__Task prompt__
Please rewrite every line of the items below as a numbered list, leaving out the blank lines.
Records for the task start
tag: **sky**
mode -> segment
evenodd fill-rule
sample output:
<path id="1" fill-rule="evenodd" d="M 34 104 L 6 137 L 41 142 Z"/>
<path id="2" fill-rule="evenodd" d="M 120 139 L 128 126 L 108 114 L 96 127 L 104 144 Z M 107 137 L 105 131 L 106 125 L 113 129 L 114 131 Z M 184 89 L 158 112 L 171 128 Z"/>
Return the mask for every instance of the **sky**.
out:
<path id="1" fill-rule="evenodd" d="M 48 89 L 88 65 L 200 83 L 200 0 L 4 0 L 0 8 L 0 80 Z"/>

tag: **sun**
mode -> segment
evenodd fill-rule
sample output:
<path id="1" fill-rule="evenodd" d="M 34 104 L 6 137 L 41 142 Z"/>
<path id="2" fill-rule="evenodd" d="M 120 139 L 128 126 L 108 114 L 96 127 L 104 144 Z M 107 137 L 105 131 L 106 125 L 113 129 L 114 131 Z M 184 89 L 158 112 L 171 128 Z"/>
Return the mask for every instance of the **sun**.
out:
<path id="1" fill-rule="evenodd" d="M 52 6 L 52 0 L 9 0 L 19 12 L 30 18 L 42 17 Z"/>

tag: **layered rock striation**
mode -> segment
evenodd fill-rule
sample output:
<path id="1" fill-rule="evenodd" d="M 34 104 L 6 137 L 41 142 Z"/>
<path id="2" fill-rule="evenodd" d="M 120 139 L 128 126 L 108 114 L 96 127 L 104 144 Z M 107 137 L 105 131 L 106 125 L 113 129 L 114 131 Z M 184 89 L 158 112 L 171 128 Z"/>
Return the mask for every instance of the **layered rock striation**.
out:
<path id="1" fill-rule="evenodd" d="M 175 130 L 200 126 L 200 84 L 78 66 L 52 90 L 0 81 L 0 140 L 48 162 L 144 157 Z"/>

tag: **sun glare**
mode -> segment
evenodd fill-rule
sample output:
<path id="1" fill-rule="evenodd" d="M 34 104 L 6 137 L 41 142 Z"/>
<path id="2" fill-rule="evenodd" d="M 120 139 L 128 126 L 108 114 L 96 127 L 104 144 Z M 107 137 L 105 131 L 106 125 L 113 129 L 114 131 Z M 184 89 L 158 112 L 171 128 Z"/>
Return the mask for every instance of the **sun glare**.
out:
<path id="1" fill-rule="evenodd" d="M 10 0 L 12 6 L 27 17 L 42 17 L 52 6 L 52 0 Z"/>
Records for the task end
__Solution below__
1. tag: **sky**
2. mode -> segment
3. evenodd fill-rule
4. sample output:
5. <path id="1" fill-rule="evenodd" d="M 34 104 L 6 137 L 41 142 Z"/>
6. <path id="2" fill-rule="evenodd" d="M 120 139 L 128 126 L 108 114 L 96 127 L 104 144 Z M 107 137 L 105 131 L 106 125 L 113 129 L 114 131 Z M 184 89 L 158 112 L 171 128 Z"/>
7. Return the mask for every instance of the **sky**.
8. out:
9. <path id="1" fill-rule="evenodd" d="M 48 89 L 88 65 L 200 83 L 200 0 L 4 0 L 0 8 L 0 80 Z"/>
10. tag: **sun**
11. mode -> segment
12. evenodd fill-rule
13. sample output:
14. <path id="1" fill-rule="evenodd" d="M 34 104 L 6 137 L 41 142 Z"/>
15. <path id="2" fill-rule="evenodd" d="M 120 139 L 128 126 L 108 114 L 96 127 L 104 144 Z M 107 137 L 105 131 L 106 125 L 113 129 L 114 131 Z M 184 89 L 158 112 L 171 128 Z"/>
16. Return the mask for every instance of the **sun**.
17. out:
18. <path id="1" fill-rule="evenodd" d="M 52 6 L 52 0 L 9 0 L 19 12 L 30 18 L 42 17 Z"/>
19. tag: **layered rock striation**
20. mode -> segment
21. evenodd fill-rule
22. sample output:
23. <path id="1" fill-rule="evenodd" d="M 34 104 L 6 137 L 41 142 Z"/>
24. <path id="2" fill-rule="evenodd" d="M 120 139 L 128 126 L 108 114 L 96 127 L 104 144 Z M 107 137 L 105 131 L 106 125 L 113 129 L 114 131 Z M 184 89 L 158 112 L 171 128 Z"/>
25. Return the mask for every instance of the **layered rock striation**.
26. out:
27. <path id="1" fill-rule="evenodd" d="M 175 130 L 200 126 L 200 84 L 78 66 L 52 90 L 0 81 L 0 140 L 48 162 L 144 157 Z"/>
28. tag: **sun glare**
29. mode -> segment
30. evenodd fill-rule
31. sample output:
32. <path id="1" fill-rule="evenodd" d="M 34 104 L 6 137 L 41 142 Z"/>
33. <path id="2" fill-rule="evenodd" d="M 120 139 L 128 126 L 108 114 L 96 127 L 104 144 Z M 107 137 L 105 131 L 106 125 L 113 129 L 114 131 Z M 184 89 L 158 112 L 171 128 Z"/>
34. Return the mask for every instance of the **sun glare**.
35. out:
36. <path id="1" fill-rule="evenodd" d="M 10 0 L 12 6 L 27 17 L 42 17 L 52 6 L 52 0 Z"/>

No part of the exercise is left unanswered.